Fenômeno do zika e microcefalia ainda desafiam medicina, autoridades e estruturas de governos.
Silvia Bessa (texto)
Rafael Martins (foto)
Ostentando um rosa bebê, vestido rodado e coroa na cabeça, Luana foi a princesa do dia de ontem. Reinou desde as 6h da manhã, quando ganhou a primeira festinha da família. Jemima, o pai Laurinaldo Júnior e o irmão Lucas mal acordaram e já estavam entoando o “parabéns pra você” para a menininha que, valente, tem superado dificuldades e enfrentado a má-formação com a qual nasceu e a tornou uma vítima do zika vírus e da microcefalia ainda no útero. “Ela gosta de música. Então, Luana riu e depois ganhou um cheiro do irmão”, contou a mãe, a professora Jemima Pessoa. À noite, estava linda diante do bolo estilo realeza, cercada de parentes, gente amiga e apoiadores, posando nas mil sessões de fotos típicas da data. Luana Vitória completou um ano de vida nesta quarta-feira, 19 de outubro. Foi quando simbolicamente fez jus ao nome composto que ganhou.
“Passamos por muita coisa, mas a família superou tudo com amor, com alegria, dedicação, força dos parentes, união, com oração. Foi um conjunto de fatores que nos ajudaram a chegar onde chegamos”, disse-me a mãe, enquanto dava uma pausa na recepção dos seus convidados mais íntimos. Luana nasceu com 27 cm de perímetro cefálico, tamanho bem menor que o esperado para um recém-nascido. O padrão para crianças com peso de acordo com a idade é uma medida acima de 32 cm. No caso dela, a má-formação veio acompanhada por uma artrogripose, mal que causa deformações nos pés e mãos.

> Conjunto de tarefas
a. Enumere os fatores que, segundo a mãe no texto sobre Luana, ajudaram a família a chegar onde chegou.
b. De acordo com o texto sobre Luana, qual era o perímetro cefálico dela ao nascer?
c. Extraia do texto sobre Luana o trecho que começa nas palavras "Ostentando um rosa" e termina logo após "composto que ganhou.".

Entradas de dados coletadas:

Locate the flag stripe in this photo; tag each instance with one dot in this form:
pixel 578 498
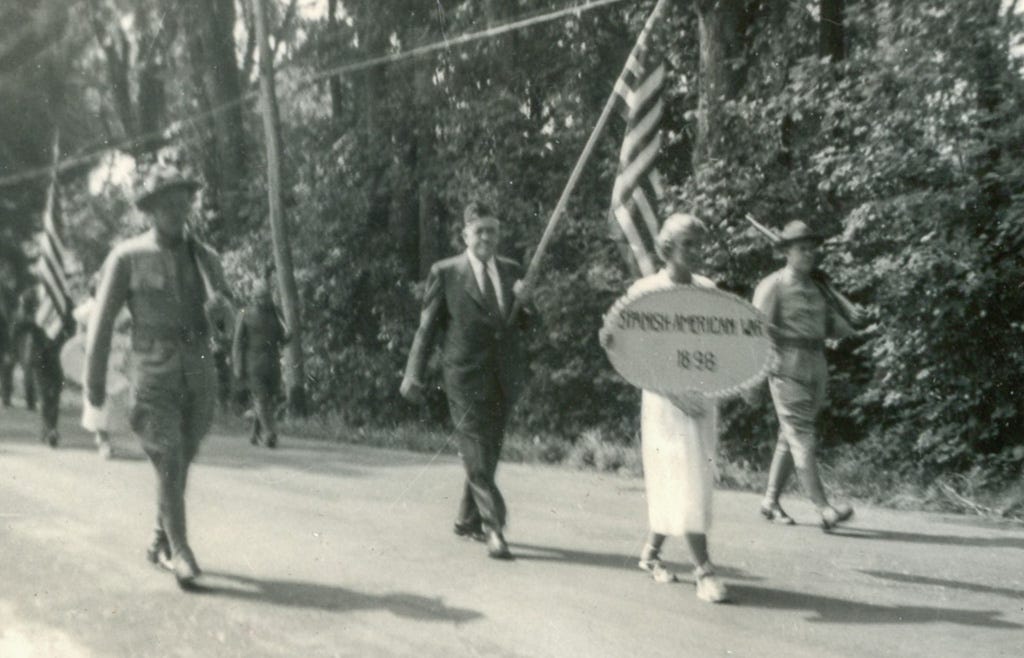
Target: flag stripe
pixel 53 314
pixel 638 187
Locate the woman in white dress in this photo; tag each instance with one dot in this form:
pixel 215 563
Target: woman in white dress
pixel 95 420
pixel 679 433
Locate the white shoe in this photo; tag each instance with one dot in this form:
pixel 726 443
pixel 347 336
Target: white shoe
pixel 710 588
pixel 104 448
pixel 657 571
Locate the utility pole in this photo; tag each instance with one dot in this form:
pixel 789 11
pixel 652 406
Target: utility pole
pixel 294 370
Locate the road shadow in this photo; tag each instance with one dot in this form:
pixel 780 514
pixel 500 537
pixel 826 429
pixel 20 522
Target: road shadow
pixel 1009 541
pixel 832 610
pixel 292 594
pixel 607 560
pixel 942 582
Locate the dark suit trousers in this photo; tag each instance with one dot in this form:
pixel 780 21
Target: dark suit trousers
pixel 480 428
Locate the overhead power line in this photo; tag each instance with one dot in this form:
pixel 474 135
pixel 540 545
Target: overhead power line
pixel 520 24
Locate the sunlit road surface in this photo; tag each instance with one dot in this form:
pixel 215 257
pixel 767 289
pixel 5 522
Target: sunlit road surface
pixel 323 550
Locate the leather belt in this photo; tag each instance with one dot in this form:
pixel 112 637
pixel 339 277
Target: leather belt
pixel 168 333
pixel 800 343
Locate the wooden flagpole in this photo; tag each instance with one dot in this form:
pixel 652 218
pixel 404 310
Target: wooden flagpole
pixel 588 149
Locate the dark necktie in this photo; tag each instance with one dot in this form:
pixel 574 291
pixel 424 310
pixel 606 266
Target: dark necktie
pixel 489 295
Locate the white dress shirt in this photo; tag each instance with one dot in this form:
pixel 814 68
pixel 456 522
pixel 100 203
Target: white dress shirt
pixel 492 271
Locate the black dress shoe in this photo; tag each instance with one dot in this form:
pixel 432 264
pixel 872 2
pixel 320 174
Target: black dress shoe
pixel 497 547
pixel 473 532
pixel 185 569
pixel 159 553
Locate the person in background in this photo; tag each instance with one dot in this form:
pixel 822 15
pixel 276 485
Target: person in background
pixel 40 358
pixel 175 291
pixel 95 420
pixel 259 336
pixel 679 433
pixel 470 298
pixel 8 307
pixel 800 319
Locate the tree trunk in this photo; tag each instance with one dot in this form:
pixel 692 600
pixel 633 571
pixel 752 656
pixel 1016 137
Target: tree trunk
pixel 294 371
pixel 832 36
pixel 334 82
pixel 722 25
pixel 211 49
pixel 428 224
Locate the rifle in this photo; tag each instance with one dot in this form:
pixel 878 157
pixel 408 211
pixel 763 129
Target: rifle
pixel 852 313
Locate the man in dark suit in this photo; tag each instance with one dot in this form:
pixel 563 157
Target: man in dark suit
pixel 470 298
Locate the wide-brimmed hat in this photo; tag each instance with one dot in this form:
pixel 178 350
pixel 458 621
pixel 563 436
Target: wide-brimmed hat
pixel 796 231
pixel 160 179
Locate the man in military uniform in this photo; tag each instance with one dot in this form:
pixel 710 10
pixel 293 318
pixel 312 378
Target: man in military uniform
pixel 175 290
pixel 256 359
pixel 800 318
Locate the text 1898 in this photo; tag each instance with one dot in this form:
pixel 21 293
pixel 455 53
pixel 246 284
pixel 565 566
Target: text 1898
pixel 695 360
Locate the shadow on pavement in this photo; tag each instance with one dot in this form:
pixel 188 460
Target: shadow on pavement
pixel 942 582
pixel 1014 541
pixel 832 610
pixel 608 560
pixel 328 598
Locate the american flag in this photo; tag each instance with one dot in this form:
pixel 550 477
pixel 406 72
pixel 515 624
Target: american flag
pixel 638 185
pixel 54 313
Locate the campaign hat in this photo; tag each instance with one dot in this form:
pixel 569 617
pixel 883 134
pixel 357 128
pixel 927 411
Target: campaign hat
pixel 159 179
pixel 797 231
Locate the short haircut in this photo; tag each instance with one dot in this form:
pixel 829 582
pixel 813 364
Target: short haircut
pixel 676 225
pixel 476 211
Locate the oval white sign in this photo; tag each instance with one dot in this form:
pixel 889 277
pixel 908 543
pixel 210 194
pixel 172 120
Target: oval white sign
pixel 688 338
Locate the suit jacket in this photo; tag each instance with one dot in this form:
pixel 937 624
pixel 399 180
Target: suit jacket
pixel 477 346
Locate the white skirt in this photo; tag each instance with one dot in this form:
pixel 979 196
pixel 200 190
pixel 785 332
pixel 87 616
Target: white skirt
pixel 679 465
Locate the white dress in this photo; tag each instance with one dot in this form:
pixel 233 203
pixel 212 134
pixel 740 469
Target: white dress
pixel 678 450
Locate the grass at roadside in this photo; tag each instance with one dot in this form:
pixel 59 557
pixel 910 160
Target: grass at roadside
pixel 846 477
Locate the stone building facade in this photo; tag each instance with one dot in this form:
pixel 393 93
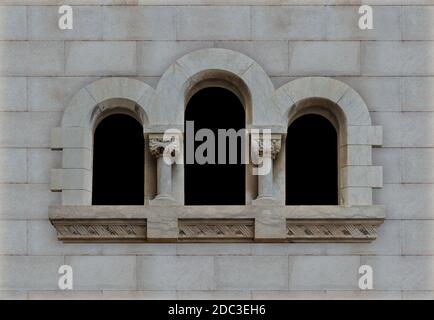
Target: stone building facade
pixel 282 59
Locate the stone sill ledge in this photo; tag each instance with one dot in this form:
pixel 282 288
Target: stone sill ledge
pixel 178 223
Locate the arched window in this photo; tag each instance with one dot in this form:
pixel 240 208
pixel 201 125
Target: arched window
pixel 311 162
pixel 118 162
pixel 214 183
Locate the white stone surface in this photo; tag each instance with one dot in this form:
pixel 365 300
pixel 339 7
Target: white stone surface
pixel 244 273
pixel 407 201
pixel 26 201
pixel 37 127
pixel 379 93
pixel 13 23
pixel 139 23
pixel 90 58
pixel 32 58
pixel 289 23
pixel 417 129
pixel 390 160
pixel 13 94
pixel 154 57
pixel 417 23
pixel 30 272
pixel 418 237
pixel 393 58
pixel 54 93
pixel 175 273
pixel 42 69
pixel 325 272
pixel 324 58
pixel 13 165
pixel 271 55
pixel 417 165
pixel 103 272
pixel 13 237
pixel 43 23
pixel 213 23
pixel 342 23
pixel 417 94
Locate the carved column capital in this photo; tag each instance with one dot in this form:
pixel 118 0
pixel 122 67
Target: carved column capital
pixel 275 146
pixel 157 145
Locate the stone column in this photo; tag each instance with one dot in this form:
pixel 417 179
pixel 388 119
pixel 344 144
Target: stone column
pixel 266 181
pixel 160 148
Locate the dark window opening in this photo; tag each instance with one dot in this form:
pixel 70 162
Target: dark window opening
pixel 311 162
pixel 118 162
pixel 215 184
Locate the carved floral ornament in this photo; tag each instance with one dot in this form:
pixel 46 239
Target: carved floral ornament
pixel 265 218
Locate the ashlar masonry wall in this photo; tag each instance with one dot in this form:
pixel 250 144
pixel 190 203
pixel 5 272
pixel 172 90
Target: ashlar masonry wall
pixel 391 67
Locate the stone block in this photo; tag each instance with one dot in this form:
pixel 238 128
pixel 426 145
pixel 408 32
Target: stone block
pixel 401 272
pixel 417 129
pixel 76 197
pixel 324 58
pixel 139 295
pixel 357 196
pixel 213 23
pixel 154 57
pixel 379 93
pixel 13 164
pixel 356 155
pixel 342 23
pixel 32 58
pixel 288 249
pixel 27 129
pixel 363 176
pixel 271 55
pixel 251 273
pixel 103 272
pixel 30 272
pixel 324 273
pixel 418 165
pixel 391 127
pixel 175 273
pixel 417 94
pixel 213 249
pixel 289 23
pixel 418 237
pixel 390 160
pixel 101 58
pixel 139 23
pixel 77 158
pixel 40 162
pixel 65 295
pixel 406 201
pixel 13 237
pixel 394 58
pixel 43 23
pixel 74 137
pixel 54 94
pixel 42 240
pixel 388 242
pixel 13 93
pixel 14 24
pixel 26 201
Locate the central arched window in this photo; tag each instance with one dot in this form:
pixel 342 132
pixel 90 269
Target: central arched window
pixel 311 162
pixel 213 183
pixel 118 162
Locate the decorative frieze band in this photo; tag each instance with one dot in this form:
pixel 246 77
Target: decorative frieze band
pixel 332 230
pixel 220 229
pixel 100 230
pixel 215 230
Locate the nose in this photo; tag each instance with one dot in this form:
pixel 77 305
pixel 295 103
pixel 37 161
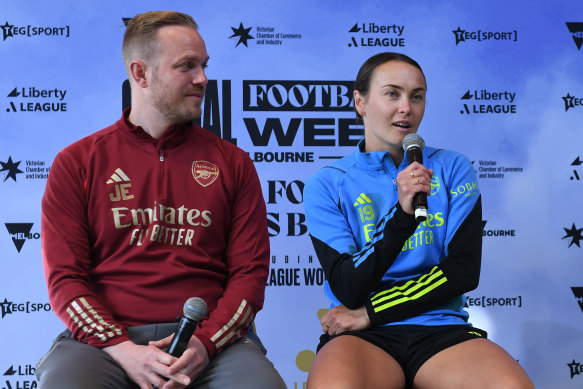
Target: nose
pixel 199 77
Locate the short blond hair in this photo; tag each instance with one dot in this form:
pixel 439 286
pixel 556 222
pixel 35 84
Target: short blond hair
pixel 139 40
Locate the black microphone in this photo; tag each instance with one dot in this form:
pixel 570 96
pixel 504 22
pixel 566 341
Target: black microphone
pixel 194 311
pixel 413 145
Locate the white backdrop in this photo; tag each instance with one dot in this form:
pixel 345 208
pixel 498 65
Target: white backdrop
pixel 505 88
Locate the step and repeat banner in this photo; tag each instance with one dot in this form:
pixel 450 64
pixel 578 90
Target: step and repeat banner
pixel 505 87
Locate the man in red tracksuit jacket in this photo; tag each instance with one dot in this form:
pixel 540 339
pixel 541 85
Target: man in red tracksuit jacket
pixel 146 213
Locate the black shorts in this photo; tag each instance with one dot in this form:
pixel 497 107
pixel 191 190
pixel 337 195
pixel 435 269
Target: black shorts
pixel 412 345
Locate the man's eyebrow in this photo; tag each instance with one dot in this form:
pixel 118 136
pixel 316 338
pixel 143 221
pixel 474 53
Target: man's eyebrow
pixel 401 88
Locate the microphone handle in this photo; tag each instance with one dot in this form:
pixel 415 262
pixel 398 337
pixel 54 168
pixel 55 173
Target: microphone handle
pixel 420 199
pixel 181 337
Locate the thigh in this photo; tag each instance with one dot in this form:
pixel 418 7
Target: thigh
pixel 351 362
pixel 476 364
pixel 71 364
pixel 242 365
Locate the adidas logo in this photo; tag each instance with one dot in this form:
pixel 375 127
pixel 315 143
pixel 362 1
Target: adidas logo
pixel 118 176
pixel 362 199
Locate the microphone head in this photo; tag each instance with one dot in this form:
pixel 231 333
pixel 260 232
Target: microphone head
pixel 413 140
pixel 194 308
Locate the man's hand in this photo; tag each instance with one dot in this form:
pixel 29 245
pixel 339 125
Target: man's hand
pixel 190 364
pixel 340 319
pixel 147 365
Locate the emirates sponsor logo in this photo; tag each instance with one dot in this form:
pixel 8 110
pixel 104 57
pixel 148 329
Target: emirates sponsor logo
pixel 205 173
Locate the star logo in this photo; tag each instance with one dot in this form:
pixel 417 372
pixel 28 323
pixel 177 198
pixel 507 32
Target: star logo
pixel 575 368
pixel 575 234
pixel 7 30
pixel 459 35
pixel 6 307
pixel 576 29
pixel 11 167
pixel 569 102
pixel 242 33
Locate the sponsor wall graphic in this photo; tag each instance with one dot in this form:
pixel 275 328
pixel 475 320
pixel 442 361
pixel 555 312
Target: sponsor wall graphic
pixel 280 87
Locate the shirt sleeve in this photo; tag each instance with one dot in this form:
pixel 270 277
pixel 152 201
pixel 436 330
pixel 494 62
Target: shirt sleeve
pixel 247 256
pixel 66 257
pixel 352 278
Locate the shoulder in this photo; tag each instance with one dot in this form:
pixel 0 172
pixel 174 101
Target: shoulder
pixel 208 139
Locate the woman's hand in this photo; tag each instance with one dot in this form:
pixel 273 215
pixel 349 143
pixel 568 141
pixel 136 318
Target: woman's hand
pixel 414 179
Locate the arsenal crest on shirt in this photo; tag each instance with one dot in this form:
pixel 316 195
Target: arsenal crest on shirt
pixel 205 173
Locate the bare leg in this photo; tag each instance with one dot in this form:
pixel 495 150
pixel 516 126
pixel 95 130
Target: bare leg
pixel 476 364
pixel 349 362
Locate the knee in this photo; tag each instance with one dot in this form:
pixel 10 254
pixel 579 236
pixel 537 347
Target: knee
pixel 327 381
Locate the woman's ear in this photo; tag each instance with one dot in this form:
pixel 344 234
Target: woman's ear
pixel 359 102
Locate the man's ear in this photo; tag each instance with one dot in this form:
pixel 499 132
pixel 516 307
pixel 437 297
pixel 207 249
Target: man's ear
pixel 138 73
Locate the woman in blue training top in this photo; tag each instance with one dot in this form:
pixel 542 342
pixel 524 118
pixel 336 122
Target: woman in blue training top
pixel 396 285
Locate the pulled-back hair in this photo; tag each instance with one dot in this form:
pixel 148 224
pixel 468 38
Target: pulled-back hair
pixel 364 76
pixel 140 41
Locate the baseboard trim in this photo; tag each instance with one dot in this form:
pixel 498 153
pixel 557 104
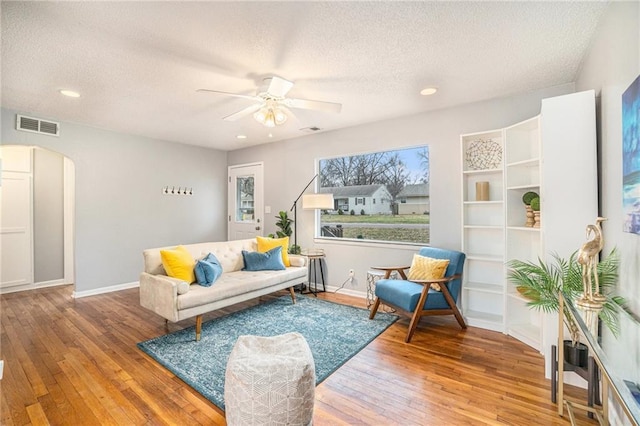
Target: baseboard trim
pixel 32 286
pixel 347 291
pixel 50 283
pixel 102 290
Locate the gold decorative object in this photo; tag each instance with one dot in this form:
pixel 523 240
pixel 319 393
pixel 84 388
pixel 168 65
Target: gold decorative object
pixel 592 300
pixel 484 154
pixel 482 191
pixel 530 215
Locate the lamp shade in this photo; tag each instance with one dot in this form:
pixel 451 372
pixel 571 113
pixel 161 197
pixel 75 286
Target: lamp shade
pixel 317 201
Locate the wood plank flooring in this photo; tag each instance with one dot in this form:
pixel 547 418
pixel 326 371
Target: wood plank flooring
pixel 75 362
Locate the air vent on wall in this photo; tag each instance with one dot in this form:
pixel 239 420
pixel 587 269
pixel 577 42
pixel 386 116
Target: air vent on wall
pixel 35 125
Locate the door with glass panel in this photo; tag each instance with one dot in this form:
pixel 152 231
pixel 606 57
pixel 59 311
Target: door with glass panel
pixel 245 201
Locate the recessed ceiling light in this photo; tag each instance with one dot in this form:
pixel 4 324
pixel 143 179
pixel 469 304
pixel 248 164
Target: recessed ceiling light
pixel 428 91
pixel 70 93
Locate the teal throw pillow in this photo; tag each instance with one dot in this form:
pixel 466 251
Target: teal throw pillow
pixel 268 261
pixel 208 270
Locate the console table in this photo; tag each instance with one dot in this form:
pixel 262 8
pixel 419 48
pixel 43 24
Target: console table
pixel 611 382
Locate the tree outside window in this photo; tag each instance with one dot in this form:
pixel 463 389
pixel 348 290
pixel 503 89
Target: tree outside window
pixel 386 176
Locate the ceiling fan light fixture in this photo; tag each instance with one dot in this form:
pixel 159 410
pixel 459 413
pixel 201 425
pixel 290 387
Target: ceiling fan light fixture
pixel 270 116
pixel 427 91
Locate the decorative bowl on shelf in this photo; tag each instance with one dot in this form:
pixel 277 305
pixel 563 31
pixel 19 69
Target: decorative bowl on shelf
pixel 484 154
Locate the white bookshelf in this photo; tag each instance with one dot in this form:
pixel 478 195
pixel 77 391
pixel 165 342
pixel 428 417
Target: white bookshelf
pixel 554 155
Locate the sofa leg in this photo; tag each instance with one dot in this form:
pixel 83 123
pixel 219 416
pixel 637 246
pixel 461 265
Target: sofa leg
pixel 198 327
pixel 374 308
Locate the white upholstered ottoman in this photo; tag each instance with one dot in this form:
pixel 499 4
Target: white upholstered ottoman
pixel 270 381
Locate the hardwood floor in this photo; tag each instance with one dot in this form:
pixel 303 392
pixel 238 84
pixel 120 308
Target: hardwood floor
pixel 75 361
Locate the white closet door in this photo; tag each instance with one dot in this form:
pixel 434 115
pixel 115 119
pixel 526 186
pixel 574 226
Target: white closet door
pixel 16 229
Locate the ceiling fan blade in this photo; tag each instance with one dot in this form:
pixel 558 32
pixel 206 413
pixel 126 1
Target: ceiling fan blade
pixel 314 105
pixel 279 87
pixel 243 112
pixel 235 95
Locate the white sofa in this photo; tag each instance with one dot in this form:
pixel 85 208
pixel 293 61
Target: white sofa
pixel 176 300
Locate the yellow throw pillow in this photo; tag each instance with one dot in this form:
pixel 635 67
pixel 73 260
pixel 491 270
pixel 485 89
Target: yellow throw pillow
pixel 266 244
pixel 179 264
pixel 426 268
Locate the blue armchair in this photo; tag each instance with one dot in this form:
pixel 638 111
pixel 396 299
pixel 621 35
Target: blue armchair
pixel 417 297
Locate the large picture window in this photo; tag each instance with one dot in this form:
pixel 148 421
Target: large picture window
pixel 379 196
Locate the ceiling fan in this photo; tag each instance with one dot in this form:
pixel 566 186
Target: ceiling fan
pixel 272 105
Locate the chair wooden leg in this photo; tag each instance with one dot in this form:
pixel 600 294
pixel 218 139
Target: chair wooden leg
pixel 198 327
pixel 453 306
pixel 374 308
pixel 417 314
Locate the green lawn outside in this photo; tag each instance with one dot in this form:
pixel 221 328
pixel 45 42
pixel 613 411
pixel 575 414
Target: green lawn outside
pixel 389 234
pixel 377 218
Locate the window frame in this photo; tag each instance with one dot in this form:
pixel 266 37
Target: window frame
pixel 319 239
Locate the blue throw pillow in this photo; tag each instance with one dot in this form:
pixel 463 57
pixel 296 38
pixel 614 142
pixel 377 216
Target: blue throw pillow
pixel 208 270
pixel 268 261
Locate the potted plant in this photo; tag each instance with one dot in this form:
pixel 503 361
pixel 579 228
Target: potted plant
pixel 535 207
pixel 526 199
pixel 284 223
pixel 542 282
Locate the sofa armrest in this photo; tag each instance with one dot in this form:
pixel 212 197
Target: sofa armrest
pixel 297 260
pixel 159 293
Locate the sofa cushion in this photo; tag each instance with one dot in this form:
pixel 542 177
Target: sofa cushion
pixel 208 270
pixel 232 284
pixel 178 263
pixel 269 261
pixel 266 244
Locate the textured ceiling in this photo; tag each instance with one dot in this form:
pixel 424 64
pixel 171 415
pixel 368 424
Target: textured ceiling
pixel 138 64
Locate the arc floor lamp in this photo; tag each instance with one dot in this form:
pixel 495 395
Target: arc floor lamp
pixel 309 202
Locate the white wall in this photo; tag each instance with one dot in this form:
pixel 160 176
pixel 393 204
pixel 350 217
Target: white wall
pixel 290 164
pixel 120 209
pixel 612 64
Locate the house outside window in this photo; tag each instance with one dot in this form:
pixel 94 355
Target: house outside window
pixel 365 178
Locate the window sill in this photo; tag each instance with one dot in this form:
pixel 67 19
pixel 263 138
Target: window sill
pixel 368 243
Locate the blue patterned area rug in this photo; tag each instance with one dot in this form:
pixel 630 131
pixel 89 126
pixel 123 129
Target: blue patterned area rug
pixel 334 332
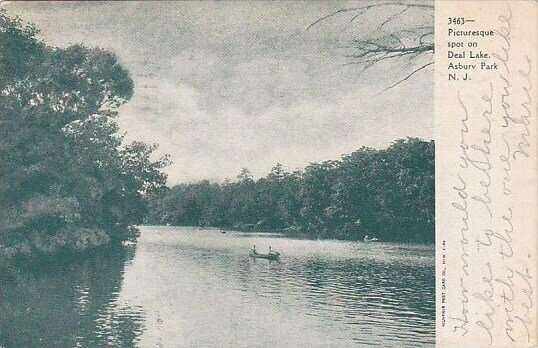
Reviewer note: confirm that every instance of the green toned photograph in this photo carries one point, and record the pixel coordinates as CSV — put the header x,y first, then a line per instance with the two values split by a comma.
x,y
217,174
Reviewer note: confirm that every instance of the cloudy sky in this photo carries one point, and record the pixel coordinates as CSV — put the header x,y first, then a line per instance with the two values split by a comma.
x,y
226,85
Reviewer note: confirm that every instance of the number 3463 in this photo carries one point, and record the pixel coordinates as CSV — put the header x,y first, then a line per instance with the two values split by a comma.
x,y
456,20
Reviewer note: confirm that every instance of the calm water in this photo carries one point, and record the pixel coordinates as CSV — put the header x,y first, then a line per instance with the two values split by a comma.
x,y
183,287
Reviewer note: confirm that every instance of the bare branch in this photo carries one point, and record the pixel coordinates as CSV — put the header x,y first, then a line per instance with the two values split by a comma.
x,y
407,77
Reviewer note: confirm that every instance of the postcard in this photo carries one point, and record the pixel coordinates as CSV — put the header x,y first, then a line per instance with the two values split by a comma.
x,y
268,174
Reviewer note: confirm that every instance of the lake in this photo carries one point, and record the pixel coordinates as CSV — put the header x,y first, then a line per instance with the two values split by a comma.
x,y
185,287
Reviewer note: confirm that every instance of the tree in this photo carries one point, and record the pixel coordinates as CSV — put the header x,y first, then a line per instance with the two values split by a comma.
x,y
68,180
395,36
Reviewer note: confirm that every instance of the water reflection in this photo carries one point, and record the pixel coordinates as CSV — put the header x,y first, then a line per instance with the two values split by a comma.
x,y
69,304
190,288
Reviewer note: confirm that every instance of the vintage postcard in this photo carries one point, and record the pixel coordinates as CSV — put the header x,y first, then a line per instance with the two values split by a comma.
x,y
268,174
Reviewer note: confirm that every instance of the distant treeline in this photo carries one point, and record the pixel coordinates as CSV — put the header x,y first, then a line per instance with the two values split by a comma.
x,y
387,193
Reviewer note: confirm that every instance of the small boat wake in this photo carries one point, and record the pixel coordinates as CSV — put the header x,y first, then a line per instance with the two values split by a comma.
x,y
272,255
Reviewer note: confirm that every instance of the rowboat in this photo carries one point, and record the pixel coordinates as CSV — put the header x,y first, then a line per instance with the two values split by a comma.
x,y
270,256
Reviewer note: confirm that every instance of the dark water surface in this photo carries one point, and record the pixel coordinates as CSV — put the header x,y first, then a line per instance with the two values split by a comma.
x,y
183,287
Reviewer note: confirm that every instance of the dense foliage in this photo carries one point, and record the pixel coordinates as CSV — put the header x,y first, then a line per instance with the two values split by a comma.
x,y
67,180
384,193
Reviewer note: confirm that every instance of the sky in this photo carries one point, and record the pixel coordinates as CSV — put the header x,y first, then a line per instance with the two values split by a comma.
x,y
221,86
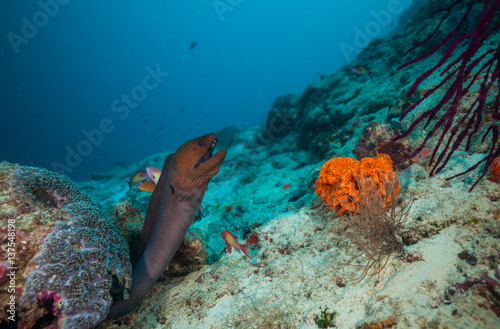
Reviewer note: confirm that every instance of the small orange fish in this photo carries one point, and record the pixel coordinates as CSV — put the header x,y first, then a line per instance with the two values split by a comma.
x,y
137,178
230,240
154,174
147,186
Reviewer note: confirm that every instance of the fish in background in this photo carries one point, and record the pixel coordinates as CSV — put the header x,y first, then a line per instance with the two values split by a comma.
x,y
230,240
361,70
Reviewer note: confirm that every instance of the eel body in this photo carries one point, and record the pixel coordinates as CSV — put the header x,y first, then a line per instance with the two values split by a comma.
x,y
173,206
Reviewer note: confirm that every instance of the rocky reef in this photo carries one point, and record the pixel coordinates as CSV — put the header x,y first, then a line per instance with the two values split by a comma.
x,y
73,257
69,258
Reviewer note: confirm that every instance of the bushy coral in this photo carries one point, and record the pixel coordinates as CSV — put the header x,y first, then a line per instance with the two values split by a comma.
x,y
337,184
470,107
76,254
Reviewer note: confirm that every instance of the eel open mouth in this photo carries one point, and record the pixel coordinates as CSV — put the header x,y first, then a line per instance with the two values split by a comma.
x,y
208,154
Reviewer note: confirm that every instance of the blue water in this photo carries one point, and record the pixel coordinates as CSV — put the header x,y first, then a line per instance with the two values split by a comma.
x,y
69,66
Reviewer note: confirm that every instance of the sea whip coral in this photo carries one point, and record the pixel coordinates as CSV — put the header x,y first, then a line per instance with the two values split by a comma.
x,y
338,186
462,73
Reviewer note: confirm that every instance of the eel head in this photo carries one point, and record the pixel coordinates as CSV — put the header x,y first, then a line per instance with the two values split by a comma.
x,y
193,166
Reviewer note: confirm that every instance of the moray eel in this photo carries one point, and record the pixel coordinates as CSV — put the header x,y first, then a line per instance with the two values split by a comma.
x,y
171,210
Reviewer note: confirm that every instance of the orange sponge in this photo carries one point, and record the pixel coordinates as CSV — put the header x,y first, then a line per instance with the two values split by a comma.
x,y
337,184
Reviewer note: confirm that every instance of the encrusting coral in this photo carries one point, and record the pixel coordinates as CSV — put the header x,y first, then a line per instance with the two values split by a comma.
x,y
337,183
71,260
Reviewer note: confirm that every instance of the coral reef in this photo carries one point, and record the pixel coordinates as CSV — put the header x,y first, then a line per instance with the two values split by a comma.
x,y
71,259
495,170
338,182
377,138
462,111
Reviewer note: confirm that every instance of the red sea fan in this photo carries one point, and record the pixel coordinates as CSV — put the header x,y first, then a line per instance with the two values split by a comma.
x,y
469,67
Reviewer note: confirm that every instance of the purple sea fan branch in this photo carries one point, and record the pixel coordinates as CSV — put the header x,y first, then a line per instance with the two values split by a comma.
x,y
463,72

> Respostas por tarefa
a. Amor, alegria, dedicação, força dos parentes, união e oração.

b. 27 cm.

c.
Ostentando um rosa bebê, vestido rodado e coroa na cabeça, Luana foi a princesa do dia de ontem. Reinou desde as 6h da manhã, quando ganhou a primeira festinha da família. Jemima, o pai Laurinaldo Júnior e o irmão Lucas mal acordaram e já estavam entoando o “parabéns pra você” para a menininha que, valente, tem superado dificuldades e enfrentado a má-formação com a qual nasceu e a tornou uma vítima do zika vírus e da microcefalia ainda no útero. “Ela gosta de música. Então, Luana riu e depois ganhou um cheiro do irmão”, contou a mãe, a professora Jemima Pessoa. À noite, estava linda diante do bolo estilo realeza, cercada de parentes, gente amiga e apoiadores, posando nas mil sessões de fotos típicas da data. Luana Vitória completou um ano de vida nesta quarta-feira, 19 de outubro. Foi quando simbolicamente fez jus ao nome composto que ganhou.